Server crashes after closesocket
I have multithreading application, it's periodically polling a few hundred devices. Each thread serves one device, its socket and other descriptors are encapsulated at individual object, so no shared descriptors. Occasionally application crashes after closesocket(fSock), when I try set descriptor fSock to 0.
I assume, I should not set fSock = 0, if closesocket(fSock) returns SOCKET_ERROR. Or is there any other reason?
My code:
bool _EthDev::Connect()
{
int sockErr, ret, i, j;
int szOut = sizeof(sockaddr_in);
// create socket
if ((fSock = socket(AF_INET, SOCK_STREAM, 0)) == INVALID_SOCKET)
{
sockErr = GetLastError();
Log("Invalid socket err %d", sockErr);
fSock = 0;
return false;
}
// set fast closing socket (by RST)

_Task material_
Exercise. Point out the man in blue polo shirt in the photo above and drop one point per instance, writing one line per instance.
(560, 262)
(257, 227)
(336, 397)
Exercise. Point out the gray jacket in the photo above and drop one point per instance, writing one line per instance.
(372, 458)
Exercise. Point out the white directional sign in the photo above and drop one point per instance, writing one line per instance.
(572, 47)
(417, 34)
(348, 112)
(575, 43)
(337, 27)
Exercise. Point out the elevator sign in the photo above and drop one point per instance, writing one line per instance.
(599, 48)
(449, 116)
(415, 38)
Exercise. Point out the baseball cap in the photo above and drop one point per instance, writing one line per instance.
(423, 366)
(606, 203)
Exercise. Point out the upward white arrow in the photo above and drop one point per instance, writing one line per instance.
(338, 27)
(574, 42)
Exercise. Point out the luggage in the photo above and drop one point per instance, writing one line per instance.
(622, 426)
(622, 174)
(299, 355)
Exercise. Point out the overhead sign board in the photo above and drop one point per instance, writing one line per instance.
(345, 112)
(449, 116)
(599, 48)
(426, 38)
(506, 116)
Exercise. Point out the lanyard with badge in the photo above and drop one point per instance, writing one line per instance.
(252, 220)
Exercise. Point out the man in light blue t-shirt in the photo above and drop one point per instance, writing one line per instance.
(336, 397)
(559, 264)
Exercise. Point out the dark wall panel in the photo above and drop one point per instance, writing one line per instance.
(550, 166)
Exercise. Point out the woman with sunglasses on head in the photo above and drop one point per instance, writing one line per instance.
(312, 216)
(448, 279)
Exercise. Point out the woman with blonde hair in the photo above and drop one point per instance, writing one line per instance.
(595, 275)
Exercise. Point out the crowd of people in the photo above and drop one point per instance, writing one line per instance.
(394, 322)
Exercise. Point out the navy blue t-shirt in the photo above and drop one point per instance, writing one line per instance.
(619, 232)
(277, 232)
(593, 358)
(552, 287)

_Tasks_
a - According to the forum post, how many devices does the application poll?
b - Rewrite only the records starting with the line containing "Exercise. Point out the man in light" and going on through the end of the records, keeping the requests and offsetting every coordinate in the answers by -131.
The forum post and the records are separate material.

_Responses in order_
a - A few hundred devices.

b -
Exercise. Point out the man in light blue t-shirt in the photo above and drop one point per instance, writing one line per instance.
(205, 266)
(428, 133)
Exercise. Point out the dark wall panel in the photo above and drop one point per instance, writing one line per instance.
(419, 35)
Exercise. Point out the woman with sunglasses on head in the photo above and drop one point per instance, writing one line per instance.
(181, 85)
(317, 148)
Exercise. Point out the woman with blonde hair in the photo above and drop one point per instance, writing one line per instance.
(464, 144)
Exercise. Point out the crowd of people in the photo above and drop one point per instance, writing one line per instance.
(263, 191)
Exercise. Point out the navy blue t-shirt in the photo above and drop one point per instance, writing one line per instance.
(488, 101)
(146, 101)
(462, 227)
(421, 156)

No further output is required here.